Entries provided -

-=-=-

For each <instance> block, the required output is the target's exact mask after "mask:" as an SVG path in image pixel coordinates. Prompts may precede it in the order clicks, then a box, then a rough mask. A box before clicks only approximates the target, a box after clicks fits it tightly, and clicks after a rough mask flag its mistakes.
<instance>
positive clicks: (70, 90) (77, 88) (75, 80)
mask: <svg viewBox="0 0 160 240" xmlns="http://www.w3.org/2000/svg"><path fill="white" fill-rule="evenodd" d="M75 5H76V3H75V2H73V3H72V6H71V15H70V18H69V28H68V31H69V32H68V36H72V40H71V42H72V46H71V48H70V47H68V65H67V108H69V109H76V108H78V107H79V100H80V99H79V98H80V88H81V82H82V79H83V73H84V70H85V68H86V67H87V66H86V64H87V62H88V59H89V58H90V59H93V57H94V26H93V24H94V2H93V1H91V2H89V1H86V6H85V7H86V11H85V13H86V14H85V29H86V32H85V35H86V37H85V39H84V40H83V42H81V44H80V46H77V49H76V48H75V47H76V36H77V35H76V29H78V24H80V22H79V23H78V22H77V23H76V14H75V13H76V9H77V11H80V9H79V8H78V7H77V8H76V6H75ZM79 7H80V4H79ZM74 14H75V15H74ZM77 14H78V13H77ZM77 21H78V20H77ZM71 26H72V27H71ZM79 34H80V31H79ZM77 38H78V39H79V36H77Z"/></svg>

-=-=-

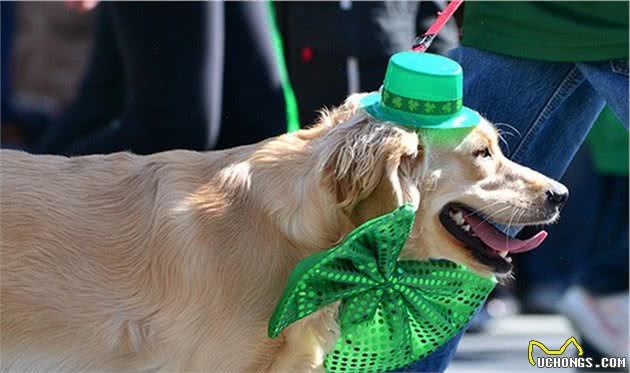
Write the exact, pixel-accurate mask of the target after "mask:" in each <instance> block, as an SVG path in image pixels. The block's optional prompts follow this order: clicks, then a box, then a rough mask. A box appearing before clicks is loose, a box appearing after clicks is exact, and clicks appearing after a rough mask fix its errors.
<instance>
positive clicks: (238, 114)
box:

-=-=-

Task item - Copy out the material verbatim, beginning with the line that contains "For each <instance>" and continuing through the line that contains "positive clicks: (70, 90) (77, 88) (75, 80)".

Output below -
For each <instance> block, the required output is the target's exact mask after "mask:" as an SVG path in image pixel coordinates. Prompts may precede it in the order clicks, then a box, then a rough mask. A box before clicks only approximates the target, a box after clicks fits it tightly, and clicks after a rough mask flag its mistakes.
<instance>
positive clicks: (70, 90) (77, 88) (75, 80)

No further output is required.